Work instructions >> Wherever "dark" appears in a line of the listing, that line should be returned.

Supplied entries >>
##############################

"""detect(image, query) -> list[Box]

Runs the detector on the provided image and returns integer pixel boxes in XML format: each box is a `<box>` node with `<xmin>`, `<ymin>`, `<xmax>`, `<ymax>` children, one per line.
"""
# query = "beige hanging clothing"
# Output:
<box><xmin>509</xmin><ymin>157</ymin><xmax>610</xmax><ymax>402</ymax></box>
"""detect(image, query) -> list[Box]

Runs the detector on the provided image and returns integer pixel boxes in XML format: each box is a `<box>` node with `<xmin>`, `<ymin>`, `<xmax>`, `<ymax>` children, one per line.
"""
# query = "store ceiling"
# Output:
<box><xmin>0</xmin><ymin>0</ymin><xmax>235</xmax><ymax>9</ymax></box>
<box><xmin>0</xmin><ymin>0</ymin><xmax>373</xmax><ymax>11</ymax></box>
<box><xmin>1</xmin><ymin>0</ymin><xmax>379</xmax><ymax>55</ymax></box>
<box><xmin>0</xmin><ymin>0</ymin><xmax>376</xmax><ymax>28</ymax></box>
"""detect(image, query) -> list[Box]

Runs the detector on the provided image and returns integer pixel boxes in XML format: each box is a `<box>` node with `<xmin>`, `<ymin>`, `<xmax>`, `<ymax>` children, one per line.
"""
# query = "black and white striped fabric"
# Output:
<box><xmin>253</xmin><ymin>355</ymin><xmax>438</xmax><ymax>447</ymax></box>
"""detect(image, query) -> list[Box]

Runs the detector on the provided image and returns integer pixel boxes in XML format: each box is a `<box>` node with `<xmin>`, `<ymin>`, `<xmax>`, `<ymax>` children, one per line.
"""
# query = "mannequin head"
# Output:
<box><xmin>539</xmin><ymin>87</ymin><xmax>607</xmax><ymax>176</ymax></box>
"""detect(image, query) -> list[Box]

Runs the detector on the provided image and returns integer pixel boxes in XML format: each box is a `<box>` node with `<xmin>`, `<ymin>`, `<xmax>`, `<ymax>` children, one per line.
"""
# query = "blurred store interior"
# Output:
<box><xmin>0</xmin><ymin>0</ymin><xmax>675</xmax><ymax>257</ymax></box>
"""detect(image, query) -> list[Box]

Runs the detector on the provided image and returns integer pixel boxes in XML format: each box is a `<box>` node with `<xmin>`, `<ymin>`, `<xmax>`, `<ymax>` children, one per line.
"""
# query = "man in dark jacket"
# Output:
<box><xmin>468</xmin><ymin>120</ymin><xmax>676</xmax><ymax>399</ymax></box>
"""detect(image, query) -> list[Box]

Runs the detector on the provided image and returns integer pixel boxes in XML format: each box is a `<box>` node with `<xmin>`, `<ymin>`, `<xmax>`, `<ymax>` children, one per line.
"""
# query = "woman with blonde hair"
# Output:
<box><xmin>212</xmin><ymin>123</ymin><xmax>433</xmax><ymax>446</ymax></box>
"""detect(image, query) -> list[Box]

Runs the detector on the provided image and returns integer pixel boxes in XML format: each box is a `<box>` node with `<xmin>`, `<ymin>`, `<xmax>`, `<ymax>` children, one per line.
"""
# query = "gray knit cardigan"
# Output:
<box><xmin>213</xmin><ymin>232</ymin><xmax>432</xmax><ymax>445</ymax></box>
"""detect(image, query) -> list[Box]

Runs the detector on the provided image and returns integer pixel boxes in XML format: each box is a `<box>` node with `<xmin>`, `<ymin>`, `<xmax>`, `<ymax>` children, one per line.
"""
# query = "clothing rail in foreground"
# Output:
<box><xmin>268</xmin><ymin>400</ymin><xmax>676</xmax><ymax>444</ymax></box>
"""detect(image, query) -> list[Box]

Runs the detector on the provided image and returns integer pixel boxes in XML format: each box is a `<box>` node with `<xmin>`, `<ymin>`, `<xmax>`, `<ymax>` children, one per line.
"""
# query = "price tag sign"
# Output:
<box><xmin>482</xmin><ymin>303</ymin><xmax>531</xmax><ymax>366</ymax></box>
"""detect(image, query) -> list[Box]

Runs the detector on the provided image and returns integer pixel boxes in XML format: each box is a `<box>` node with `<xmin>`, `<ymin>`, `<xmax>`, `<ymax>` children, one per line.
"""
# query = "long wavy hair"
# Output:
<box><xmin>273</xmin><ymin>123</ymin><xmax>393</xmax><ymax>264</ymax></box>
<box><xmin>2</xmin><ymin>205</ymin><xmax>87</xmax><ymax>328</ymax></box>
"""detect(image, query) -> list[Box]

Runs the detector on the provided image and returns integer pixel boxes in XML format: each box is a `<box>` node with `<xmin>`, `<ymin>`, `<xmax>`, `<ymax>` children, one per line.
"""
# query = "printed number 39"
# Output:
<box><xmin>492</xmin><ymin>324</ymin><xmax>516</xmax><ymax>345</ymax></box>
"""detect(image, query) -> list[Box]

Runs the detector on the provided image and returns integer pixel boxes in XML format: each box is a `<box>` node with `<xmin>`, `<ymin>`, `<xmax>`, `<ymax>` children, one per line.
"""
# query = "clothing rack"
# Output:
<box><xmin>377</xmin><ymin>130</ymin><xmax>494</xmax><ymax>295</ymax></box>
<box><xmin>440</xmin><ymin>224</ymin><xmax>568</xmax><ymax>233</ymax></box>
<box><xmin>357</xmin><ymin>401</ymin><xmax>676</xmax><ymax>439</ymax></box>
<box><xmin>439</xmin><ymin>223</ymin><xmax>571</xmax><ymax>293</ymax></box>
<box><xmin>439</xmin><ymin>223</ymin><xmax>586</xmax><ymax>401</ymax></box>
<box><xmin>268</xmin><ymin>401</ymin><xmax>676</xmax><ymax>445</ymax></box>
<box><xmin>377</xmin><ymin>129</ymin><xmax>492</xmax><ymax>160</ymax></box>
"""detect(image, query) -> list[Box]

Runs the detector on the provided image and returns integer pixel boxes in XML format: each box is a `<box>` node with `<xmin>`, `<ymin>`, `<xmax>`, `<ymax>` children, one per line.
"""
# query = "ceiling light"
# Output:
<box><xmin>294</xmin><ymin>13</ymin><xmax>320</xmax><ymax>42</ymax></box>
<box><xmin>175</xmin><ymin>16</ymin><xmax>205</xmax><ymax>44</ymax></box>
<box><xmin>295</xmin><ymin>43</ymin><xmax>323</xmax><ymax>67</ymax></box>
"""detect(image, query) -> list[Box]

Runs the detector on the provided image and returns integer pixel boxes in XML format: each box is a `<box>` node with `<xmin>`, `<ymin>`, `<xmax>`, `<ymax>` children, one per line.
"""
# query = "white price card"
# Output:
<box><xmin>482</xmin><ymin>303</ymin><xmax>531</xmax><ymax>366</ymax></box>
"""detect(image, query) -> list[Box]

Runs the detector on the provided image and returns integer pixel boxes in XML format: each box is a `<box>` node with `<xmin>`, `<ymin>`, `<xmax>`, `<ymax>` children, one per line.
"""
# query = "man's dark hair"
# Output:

##############################

Final answer >>
# query = "man in dark jacket"
# query = "man's dark hair"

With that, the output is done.